The Nigerian Presidency
(where there is no president) issued a statement on the suspension of Nigeria
from the commonwealth (Ibid) Cliché’s like “…with each member state
enjoying full sovereignty” and “fully respecting each other’s
sovereignty”. “Consistent with our
national aspirations, interests, dignity and self-respect” dominated this
official government statement. These
were to also set the tone for the propaganda that followed. The Nigerian Head
of state was reported to have lamented that “in recent times, the have observed
and seen absolute and deliberate interference in our national and internal
affairs” (The Guardian (Lagos), 1995: 1 & 2). The text of the
Presidency’s Statement is contained on page 2.) While his vice or the chief of
general staff, was also reported at another occasion to have said that the
action of the Commonwealth of Nations “was a conspiracy against Nigeria and was
not in conformity with natural justice” (Abacha, Diya, The Guardian (Lagos)1995:1).

▶ _DATA SECTION_:

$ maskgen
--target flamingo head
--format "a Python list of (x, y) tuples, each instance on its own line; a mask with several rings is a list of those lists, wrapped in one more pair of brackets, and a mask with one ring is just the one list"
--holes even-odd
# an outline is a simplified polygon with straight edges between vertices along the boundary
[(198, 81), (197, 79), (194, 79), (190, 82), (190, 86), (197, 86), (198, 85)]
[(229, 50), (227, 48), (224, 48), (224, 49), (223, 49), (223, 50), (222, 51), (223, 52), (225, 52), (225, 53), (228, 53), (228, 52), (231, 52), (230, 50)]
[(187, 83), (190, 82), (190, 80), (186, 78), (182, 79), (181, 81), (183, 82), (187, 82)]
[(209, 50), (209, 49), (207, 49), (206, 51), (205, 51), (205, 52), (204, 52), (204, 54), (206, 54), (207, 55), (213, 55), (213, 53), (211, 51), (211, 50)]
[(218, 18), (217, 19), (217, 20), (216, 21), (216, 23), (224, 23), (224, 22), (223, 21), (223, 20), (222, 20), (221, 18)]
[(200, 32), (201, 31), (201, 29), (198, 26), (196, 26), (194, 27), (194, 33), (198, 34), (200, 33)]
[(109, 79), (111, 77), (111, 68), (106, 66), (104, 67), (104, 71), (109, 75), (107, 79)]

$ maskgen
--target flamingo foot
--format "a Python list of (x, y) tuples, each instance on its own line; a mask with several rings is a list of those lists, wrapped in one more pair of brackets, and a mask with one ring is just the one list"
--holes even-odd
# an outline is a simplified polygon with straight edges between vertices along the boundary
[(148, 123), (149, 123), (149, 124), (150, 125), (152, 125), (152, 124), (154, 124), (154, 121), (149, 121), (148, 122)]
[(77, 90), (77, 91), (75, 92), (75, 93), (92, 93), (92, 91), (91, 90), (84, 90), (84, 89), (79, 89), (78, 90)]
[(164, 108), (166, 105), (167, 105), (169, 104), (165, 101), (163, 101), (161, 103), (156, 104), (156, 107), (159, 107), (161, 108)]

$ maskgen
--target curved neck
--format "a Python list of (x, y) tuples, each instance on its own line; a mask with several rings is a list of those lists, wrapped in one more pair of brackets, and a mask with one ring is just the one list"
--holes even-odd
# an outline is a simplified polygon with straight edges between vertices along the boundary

▶ _TO-DO LIST_:
- A) In the passage on Nigeria's suspension from the Commonwealth, what did the vice or chief of general staff call the action of the Commonwealth of Nations?
- B) Please list each thing named after the words "Consistent with our" in the passage on Nigeria's suspension from the Commonwealth.

▶ _RESPONSES PER TASK_:
- A) He called it a conspiracy against Nigeria that was not in conformity with natural justice.

- B)
- National aspirations
- Interests
- Dignity
- Self-respect